TASK BRIEF: Reproduce the whole listing below line for line, without changing anything.

AVAILABLE DATA:
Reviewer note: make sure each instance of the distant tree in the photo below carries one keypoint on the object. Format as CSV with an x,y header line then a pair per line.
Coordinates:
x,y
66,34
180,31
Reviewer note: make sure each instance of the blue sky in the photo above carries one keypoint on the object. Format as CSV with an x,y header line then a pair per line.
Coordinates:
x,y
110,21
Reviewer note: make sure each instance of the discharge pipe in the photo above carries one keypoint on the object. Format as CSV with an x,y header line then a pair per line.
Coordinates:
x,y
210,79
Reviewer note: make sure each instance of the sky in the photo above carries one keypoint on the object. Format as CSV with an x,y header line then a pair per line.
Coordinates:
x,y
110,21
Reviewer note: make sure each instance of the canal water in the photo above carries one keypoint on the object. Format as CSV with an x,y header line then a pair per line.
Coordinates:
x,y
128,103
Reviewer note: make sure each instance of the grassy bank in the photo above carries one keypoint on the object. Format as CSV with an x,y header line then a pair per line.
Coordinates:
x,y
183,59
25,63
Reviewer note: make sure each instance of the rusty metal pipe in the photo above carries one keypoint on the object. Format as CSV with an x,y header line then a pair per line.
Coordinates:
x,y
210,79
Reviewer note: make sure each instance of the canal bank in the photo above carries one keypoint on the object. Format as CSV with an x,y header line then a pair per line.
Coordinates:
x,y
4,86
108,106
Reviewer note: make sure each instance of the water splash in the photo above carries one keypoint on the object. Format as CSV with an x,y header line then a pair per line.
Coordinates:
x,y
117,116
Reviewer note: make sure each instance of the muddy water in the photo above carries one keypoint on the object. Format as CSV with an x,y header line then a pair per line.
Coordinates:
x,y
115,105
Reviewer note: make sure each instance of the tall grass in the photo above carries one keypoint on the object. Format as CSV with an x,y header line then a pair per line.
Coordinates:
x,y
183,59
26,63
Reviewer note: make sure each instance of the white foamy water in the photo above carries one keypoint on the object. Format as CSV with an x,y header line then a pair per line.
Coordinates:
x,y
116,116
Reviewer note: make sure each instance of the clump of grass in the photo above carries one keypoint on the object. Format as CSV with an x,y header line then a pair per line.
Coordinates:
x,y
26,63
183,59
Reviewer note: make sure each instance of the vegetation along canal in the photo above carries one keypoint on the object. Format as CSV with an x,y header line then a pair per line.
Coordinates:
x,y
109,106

ANSWER TO THE PROBLEM:
Reviewer note: make sure each instance of the distant tree in the photo below carries one keypoint on the object. Format as CSV with an x,y header line then a pair per line.
Coordinates:
x,y
66,34
180,31
Reviewer note: make sure each instance of the blue sky in the photo above carries one keypoint on the object. Format as CSV with an x,y header line then a pair per line.
Coordinates:
x,y
110,21
Reviewer note: make sure each instance of the discharge pipe in the photo above carries one keypoint on the object. Format as CSV with an x,y header line then a pair per line.
Coordinates:
x,y
210,79
Reviewer note: make sure each instance of the sky in the photo above carries one keypoint on the object. Format as CSV with an x,y header line then a pair per line.
Coordinates:
x,y
110,21
Reviewer note: make sure each instance of the canal water in the photo above carries one keypoint on the object. Format as CSV with an x,y header line then a pair per line.
Coordinates:
x,y
128,103
Reviewer note: make sure each instance of the grassy bank in the photo above carries one keypoint on the object. Format as CSV with an x,y header line then a pair per line.
Coordinates:
x,y
183,59
25,63
Reviewer note: make sure each instance of the rusty metal pipe in the photo above carries one keypoint on the object. Format as CSV with an x,y header line then a pair per line.
Coordinates:
x,y
210,79
Reviewer note: make sure each instance of the canal bank in the photo above carries one keypoint on the object. Format as CSV with an x,y header line then a pair per line.
Coordinates:
x,y
4,86
108,106
Reviewer note: make sure each instance of the water splash in the photo above carries one keypoint on the object. Format as CSV with an x,y header line then a pair per line.
Coordinates:
x,y
117,116
Reviewer note: make sure each instance of the muddy water in the photo above carries one keypoint on the object. Format as CSV with an x,y header line then a pair per line.
Coordinates:
x,y
115,105
Reviewer note: make sure each instance of the tall grass in the photo above carries one keypoint on the object. Format as CSV with an x,y header line then a pair per line.
Coordinates:
x,y
183,59
26,63
Reviewer note: make sure each instance of the white foamy water in the photo above carries one keypoint on the object. Format as CSV with an x,y header line then a pair per line.
Coordinates:
x,y
116,116
Reviewer note: make sure each instance of the clump of grass in the photo above carries one keypoint on the object. Format as CSV with an x,y header line then a pair per line.
Coordinates:
x,y
26,63
183,59
Reviewer note: make sure each instance of the vegetation along canal in the photo above carries one keypoint on the object. Format as CSV with an x,y header line then a pair per line.
Coordinates:
x,y
109,106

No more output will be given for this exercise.